Detection examples:
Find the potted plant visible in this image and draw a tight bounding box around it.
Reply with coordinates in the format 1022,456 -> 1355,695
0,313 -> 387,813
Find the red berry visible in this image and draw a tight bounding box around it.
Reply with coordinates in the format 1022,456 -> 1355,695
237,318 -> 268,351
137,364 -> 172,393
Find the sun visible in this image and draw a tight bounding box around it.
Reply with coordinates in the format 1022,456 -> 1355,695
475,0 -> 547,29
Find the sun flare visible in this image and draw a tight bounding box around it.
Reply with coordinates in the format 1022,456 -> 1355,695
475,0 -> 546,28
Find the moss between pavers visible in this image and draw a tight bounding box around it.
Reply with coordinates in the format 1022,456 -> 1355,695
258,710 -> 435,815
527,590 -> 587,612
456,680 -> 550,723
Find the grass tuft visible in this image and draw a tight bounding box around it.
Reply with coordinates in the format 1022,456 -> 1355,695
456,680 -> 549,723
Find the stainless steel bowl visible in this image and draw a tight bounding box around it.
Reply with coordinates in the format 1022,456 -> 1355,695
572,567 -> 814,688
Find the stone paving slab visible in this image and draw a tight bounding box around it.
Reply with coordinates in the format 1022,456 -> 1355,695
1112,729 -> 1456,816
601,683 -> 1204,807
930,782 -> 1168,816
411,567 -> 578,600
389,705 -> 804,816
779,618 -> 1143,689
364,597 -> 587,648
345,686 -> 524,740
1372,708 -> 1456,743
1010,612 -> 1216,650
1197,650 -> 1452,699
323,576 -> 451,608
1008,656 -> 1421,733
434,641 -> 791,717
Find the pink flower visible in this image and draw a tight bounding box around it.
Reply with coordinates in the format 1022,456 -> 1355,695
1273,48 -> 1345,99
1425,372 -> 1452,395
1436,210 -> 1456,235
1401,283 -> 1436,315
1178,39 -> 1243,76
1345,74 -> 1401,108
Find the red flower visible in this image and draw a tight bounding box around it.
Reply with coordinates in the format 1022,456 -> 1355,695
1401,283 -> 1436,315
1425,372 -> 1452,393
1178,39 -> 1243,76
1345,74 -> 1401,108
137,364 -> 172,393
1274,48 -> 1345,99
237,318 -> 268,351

- [Task objective] Copy out, word for word, the stretch of the data above from the line containing "Find the red berry" through the line containing "475,0 -> 546,28", including both of those lines and nothing else.

- [The response]
Find the red berry visible in this image and draw a tight bounding box around it.
Reply with coordinates in the format 1022,456 -> 1355,695
237,318 -> 268,351
137,364 -> 172,393
Find the sun visible in this image and draw a tight bounding box around it.
Reply with coordinates in the format 1022,456 -> 1355,695
475,0 -> 547,29
Find the sun flare visible in this image and draw a tight bounding box around it.
Reply with coordinates in the format 1022,456 -> 1355,695
475,0 -> 546,28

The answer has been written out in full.